Point localization data

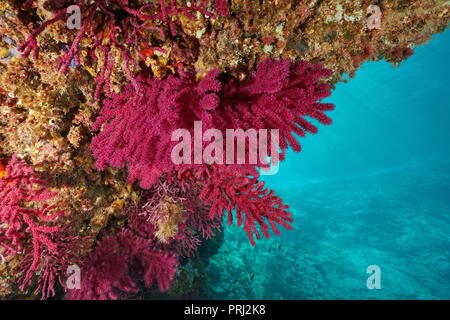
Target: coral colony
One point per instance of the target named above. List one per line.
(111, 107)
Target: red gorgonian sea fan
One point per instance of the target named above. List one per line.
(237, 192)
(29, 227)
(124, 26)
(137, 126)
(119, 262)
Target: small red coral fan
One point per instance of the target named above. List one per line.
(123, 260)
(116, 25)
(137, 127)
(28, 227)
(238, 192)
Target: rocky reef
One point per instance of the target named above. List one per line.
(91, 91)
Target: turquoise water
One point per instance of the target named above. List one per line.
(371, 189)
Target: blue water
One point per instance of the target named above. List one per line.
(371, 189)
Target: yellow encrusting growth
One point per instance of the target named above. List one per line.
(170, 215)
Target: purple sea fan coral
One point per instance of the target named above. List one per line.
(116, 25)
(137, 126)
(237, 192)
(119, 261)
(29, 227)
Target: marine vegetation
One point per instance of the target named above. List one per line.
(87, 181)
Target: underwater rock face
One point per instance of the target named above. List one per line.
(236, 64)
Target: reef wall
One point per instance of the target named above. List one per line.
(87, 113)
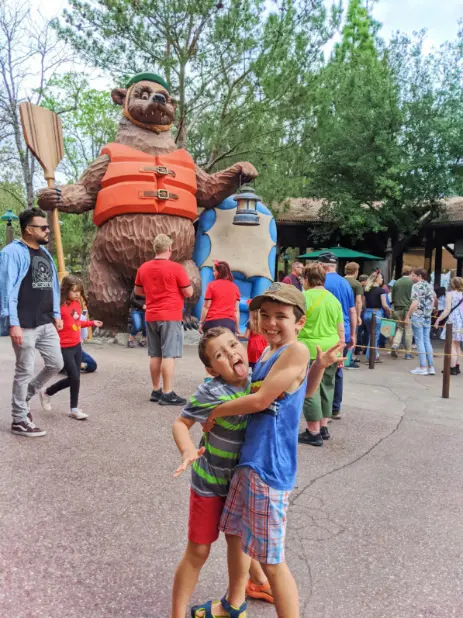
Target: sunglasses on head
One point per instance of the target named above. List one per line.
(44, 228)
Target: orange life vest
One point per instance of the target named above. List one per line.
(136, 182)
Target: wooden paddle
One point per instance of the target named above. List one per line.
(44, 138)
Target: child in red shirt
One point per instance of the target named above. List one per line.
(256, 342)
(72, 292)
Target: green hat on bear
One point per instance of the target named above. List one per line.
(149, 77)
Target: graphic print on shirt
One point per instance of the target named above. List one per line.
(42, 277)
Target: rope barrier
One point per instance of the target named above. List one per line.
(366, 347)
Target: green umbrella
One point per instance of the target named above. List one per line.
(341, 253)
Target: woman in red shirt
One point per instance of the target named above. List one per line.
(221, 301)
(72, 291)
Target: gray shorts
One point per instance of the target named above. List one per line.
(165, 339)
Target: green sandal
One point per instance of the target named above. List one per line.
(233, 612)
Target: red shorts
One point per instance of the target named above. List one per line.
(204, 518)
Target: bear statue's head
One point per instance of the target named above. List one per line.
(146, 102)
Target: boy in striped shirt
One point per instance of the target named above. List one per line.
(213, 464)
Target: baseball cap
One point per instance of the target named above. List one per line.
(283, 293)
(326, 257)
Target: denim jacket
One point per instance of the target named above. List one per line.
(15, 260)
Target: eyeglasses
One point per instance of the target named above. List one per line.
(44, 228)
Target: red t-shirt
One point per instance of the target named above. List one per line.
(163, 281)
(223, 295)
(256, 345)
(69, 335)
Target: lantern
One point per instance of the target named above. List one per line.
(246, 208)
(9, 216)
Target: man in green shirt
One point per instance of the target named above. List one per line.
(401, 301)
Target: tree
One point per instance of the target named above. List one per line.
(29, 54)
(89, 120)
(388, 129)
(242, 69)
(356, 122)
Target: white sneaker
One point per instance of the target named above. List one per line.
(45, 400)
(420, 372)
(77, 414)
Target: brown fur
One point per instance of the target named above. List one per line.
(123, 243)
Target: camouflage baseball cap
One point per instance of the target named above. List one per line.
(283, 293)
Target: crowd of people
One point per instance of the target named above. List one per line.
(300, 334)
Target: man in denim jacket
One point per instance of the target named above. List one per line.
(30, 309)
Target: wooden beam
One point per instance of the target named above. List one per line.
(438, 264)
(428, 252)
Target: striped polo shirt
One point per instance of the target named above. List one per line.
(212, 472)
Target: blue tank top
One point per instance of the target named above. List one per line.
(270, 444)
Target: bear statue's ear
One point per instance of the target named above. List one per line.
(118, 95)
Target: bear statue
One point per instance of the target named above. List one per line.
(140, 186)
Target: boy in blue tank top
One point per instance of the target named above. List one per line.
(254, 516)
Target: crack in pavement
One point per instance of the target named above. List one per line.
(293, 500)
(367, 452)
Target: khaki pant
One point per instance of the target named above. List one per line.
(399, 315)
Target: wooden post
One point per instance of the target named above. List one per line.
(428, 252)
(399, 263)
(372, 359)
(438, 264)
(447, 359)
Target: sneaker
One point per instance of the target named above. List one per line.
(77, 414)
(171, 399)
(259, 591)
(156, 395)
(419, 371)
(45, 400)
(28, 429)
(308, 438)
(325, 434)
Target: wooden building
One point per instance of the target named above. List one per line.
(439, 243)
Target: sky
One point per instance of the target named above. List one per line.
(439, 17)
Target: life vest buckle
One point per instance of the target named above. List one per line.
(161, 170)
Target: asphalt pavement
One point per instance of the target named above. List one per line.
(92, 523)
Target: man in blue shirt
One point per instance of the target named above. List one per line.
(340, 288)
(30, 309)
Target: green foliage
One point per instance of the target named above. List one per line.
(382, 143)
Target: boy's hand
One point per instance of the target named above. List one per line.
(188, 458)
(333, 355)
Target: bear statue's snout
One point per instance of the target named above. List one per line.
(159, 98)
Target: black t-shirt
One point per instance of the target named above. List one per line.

WORK TO COMPLETE: Each line from the first line of the records through the line containing "Target: marine vegetation" must be reproduced exactly, with both ends included and all pictures omitted; nothing else belongs in the answer.

RESULT BELOW:
Target: coral colony
One point per instance of the target named above. List one per line.
(111, 107)
Target: red gorgonian sea fan
One point per instance of the target named above. List one per line.
(237, 192)
(29, 227)
(124, 26)
(137, 126)
(119, 262)
Target: small red coral fan
One point per instance of the target named above. List one per line.
(123, 260)
(116, 25)
(137, 127)
(28, 227)
(238, 192)
Target: rocky reef
One point per instance of the target named above. List one per line.
(91, 91)
Target: turquoise water
One point per instance of the target named above. List one per line.
(371, 189)
Target: blue water
One point per instance of the target named above. List one per line.
(371, 189)
Target: yellow encrusting growth
One point per instance of the target named above. List one per line.
(170, 215)
Target: purple sea fan coral
One point per instance of the target named above. List one per line.
(116, 25)
(137, 126)
(237, 192)
(119, 261)
(29, 227)
Target: marine vegetation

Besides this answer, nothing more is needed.